START EXTRACTED DATA
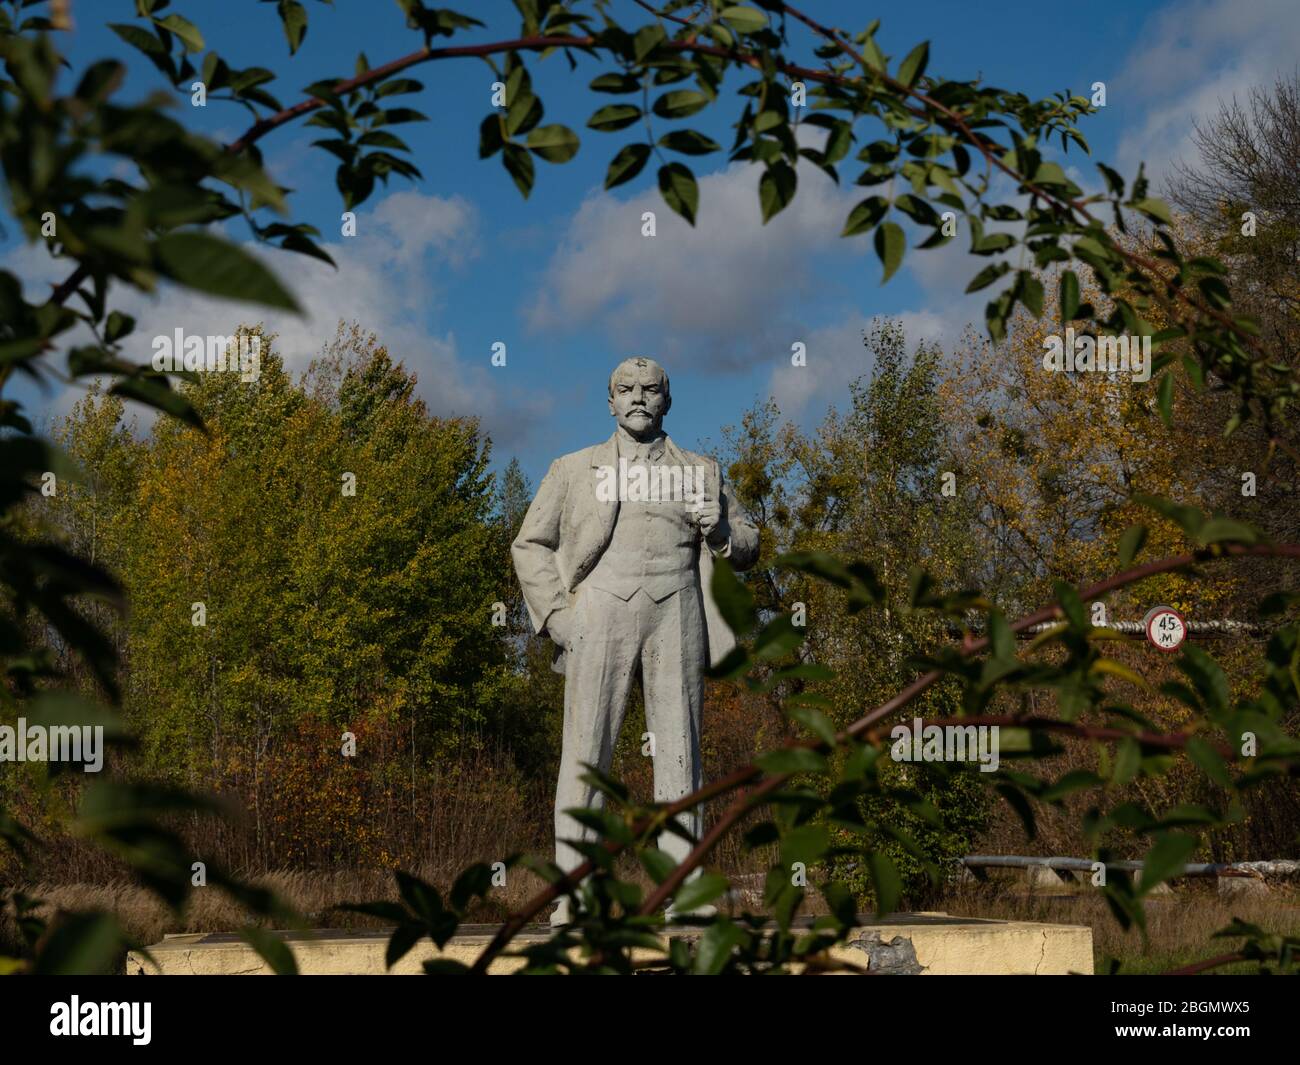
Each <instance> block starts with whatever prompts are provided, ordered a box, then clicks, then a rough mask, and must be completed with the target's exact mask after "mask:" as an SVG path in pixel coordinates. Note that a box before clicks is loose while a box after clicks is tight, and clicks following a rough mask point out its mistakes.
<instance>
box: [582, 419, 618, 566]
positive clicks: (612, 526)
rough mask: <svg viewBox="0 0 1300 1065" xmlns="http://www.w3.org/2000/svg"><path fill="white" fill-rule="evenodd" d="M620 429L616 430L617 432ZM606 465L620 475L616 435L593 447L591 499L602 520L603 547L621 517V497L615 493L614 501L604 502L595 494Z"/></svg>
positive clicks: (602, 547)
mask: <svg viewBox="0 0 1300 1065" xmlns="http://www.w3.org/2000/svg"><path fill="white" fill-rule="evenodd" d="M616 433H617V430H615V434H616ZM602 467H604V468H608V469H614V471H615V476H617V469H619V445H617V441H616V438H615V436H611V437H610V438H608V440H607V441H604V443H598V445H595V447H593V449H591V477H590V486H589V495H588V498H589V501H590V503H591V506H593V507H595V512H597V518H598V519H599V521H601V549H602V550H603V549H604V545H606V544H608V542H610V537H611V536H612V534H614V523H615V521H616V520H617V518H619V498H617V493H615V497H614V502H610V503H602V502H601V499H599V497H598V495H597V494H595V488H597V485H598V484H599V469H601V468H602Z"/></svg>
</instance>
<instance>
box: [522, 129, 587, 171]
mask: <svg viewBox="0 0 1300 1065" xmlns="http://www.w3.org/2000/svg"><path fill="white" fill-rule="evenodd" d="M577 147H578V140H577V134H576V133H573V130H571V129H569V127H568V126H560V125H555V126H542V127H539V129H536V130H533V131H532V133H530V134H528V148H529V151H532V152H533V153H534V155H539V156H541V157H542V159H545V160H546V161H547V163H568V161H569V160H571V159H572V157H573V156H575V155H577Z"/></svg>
END EXTRACTED DATA
START EXTRACTED DATA
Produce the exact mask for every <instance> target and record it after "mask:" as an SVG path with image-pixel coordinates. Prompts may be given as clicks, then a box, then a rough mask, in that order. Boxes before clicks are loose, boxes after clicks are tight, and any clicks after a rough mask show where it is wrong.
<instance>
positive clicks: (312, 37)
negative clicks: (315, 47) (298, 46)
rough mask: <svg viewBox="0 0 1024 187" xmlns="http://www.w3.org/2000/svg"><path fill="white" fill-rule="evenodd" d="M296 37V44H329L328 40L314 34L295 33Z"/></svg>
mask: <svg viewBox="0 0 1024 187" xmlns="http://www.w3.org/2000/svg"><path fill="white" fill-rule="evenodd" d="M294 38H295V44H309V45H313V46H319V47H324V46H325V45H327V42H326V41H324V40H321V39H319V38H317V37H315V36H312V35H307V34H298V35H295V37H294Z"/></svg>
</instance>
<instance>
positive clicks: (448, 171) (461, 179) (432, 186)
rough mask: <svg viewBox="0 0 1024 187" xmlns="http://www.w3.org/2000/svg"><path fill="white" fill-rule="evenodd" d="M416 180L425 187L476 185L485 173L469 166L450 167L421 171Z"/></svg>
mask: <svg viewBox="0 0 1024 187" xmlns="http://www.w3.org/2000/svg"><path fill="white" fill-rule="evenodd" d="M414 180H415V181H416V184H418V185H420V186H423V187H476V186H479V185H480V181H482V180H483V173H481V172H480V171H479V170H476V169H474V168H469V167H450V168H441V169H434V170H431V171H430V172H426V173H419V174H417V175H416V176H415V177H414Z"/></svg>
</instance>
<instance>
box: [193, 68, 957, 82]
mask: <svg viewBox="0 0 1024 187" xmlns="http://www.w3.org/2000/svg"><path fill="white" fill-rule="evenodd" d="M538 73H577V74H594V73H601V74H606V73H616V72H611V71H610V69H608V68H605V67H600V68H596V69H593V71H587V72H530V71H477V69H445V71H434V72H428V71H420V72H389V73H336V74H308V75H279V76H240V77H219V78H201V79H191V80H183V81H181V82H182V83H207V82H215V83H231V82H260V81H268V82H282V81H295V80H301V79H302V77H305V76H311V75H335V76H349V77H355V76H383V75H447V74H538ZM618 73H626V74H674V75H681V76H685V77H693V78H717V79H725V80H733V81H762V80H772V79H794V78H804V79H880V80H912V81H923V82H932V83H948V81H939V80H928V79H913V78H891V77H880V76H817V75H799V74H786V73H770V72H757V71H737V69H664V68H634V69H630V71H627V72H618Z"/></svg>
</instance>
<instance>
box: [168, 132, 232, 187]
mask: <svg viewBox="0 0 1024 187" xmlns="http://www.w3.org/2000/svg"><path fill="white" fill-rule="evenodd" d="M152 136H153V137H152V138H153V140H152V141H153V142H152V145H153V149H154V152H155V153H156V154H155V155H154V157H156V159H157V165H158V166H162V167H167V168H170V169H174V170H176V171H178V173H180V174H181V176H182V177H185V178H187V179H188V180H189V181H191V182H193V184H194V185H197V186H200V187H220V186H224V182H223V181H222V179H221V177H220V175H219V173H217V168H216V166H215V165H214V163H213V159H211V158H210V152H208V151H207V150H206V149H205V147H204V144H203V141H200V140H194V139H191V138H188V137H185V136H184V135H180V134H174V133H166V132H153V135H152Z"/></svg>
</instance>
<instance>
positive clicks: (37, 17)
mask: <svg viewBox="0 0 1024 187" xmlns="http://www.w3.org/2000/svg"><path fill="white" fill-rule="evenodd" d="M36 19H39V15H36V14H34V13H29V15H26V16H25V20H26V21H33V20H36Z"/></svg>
END EXTRACTED DATA
TO-DO ITEM: Pull out each line of the records in which the word "that" appears.

OUTPUT BELOW:
Each <instance> block starts with whatever prompts are provided, ordered a box, then clicks, then a rough mask, and must be completed with the target's exact mask after "mask:" as an SVG path in pixel coordinates. Note that a box before clicks is loose while a box after clicks is tight, and clicks following a rough mask point out its mistakes.
Produce the exact mask for every <instance> target and record it after "mask:" as an SVG path with image-pixel coordinates. Prompts may be given as clicks, then a box, then a rough mask, in that order. Boxes before clicks are loose, boxes after clicks are tight, and any clicks after a rough mask show where it is wrong.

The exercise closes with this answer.